• REQUIRED TASK:
Pick out every line below that contains the string "dress", and copy each one in full.

• DATA RECORDS:
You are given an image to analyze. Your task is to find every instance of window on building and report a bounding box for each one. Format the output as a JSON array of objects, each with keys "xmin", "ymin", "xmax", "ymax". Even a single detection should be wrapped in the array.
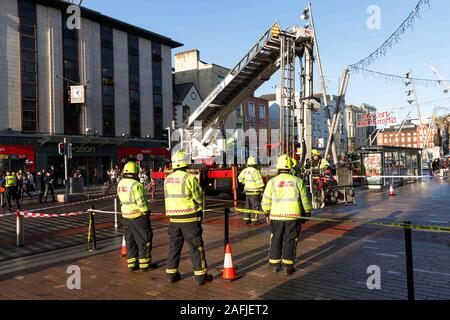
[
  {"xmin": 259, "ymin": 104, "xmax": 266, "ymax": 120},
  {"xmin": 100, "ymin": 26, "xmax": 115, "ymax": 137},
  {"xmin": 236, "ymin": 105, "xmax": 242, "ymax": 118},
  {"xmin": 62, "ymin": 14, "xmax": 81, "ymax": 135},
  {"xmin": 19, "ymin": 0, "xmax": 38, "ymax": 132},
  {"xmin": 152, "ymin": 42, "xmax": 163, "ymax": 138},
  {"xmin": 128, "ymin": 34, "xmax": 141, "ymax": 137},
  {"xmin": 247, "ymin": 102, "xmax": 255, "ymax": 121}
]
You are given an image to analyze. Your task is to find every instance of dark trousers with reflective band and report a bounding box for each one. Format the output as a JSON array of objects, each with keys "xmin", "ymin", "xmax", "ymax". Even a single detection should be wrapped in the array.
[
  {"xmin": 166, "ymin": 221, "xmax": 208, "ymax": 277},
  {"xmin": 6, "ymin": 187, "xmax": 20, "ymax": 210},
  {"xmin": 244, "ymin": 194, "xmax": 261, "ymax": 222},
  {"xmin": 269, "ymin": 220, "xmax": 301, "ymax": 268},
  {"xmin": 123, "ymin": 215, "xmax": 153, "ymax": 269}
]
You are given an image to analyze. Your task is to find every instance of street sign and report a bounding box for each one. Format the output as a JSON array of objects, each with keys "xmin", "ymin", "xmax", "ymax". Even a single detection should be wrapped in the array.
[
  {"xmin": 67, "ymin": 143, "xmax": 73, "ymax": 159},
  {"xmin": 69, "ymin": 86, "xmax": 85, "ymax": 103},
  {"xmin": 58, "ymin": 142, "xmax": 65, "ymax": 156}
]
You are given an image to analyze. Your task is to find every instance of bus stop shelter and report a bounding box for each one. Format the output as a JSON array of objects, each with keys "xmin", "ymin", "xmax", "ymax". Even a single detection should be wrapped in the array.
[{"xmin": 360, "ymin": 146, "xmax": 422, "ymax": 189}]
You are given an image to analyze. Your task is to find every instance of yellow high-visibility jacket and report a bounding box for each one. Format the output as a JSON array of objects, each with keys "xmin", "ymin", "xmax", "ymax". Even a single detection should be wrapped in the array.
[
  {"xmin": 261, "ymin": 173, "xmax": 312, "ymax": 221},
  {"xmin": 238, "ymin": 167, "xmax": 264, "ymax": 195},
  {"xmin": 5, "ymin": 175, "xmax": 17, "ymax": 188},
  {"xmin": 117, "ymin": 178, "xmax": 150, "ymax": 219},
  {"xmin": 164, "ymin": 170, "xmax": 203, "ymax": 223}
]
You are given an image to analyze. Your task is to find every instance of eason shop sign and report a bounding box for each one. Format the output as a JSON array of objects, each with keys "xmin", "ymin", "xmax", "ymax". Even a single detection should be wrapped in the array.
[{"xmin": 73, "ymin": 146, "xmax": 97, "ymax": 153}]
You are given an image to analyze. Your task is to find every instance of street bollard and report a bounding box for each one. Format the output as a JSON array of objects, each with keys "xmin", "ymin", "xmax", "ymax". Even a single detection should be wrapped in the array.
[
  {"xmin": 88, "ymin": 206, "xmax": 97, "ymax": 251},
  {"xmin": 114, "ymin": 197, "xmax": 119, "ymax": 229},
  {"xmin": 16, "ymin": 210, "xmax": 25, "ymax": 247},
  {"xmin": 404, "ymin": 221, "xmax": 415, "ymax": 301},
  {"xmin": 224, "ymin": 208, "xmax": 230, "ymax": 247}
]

==

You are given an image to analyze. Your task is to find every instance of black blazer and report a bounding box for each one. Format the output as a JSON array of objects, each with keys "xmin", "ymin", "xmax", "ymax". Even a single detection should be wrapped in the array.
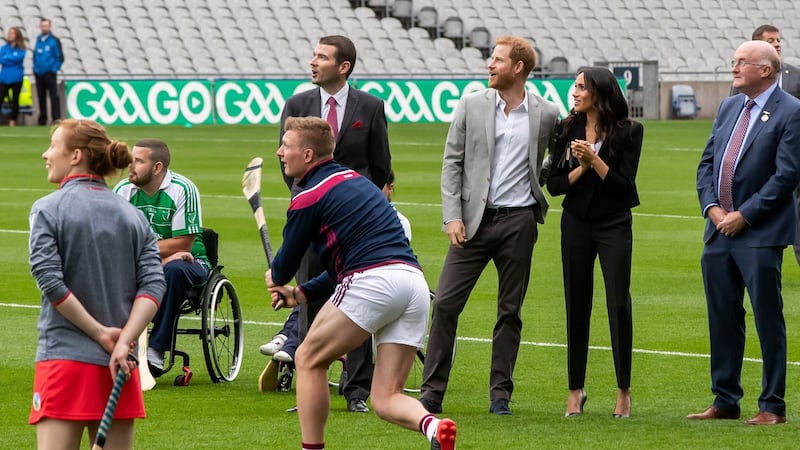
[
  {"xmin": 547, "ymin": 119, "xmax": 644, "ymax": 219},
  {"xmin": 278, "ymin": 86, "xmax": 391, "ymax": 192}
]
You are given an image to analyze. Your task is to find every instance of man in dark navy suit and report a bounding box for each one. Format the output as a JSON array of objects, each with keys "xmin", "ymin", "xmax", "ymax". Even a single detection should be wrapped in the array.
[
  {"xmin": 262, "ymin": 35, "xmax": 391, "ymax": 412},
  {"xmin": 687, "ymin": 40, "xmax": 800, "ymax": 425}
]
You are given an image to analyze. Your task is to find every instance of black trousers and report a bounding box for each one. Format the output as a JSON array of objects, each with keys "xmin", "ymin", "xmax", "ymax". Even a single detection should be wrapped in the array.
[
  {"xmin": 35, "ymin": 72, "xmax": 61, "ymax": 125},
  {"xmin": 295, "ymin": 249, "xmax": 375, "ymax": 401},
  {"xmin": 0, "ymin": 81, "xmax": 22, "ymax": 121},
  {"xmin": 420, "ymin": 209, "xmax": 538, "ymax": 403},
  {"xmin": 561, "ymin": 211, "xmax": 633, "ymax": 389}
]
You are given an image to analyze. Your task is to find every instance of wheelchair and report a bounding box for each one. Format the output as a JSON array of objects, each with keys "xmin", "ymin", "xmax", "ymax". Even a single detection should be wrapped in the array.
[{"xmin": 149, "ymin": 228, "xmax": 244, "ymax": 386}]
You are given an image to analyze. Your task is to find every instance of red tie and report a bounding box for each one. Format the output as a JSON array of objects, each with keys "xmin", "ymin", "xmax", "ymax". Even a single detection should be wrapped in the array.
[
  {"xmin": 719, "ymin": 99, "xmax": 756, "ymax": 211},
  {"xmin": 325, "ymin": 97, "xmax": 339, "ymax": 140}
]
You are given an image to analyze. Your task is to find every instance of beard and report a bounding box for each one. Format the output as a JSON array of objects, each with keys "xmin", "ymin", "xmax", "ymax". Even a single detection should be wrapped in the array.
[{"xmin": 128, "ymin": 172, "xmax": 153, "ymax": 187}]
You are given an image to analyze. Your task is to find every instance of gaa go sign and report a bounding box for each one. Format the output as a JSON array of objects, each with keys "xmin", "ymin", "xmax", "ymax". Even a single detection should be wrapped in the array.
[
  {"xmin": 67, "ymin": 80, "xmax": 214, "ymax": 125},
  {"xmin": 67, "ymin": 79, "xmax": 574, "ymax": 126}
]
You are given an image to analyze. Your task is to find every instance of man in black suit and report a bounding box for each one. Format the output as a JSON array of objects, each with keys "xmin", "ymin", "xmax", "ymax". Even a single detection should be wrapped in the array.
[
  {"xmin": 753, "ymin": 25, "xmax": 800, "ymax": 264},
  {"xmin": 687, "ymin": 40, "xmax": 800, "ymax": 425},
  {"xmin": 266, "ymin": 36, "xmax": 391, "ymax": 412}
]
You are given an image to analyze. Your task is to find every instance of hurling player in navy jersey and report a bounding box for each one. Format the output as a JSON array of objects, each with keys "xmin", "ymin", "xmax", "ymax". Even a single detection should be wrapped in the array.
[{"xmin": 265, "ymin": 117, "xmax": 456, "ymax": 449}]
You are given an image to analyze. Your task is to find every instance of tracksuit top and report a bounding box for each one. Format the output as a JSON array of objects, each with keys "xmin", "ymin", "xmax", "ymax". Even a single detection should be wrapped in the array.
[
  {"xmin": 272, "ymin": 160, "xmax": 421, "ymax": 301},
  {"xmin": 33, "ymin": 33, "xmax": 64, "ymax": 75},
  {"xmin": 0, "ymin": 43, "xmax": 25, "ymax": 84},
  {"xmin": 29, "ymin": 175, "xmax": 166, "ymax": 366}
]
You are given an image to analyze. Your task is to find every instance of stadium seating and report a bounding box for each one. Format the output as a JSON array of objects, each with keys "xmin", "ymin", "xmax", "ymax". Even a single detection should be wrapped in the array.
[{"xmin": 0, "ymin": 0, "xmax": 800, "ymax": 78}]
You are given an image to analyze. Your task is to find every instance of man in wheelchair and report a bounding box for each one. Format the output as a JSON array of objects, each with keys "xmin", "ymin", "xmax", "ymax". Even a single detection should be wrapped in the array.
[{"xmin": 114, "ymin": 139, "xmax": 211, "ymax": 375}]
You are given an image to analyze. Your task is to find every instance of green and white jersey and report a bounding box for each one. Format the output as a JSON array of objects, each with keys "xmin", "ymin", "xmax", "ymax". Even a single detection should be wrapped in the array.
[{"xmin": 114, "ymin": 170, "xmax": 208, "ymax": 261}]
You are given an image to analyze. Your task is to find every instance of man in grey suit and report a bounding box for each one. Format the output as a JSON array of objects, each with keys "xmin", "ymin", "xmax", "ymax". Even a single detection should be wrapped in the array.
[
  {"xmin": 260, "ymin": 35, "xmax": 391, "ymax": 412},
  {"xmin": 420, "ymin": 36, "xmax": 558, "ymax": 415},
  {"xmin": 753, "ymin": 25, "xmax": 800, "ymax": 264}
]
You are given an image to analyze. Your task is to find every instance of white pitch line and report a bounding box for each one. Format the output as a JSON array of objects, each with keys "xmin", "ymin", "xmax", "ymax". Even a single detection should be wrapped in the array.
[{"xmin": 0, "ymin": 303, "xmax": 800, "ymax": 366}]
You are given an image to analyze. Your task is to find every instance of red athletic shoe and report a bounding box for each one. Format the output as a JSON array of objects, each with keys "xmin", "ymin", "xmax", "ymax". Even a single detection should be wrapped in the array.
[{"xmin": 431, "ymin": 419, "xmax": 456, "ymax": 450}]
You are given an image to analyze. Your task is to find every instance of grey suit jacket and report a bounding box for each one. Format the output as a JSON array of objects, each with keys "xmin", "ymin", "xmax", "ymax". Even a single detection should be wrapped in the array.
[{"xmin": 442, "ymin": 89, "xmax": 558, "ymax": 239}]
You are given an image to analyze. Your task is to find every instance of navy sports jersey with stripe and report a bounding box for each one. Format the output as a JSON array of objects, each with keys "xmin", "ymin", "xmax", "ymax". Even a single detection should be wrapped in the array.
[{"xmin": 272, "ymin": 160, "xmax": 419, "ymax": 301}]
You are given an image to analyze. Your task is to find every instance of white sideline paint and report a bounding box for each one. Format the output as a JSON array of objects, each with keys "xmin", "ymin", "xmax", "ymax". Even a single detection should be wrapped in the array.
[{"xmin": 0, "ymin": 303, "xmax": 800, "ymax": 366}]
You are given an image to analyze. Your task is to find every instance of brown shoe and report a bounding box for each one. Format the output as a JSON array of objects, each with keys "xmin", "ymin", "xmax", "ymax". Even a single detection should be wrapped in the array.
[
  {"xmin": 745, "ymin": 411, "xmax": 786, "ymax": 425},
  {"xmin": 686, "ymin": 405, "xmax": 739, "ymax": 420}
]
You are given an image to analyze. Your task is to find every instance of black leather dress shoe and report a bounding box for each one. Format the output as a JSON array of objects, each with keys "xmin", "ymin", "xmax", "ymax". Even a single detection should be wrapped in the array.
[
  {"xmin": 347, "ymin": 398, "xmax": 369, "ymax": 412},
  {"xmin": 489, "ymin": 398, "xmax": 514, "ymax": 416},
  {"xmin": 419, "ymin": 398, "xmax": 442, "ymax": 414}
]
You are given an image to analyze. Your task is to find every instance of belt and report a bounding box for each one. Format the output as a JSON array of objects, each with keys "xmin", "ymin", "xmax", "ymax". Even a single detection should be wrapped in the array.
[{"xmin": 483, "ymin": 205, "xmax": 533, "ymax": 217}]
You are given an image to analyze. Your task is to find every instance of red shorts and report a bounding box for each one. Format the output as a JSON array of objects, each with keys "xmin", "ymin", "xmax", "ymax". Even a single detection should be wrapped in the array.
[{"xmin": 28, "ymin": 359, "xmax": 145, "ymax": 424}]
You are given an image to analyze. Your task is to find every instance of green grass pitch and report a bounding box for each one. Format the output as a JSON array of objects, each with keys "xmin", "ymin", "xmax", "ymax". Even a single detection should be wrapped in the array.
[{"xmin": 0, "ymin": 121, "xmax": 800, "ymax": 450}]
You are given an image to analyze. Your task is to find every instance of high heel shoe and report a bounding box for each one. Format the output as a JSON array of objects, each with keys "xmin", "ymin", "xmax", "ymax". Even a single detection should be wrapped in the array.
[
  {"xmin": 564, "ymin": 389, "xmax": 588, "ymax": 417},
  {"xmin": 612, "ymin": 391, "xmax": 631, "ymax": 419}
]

• THE RESULT:
You are given an image to analyze. Your task is to find every instance of black leather dress shoe and report a bounding box for each one. Format the output as a JSON array of objects, each with keys "xmin", "ymin", "xmax", "ymax". Even a single detection should be wrapped in the array.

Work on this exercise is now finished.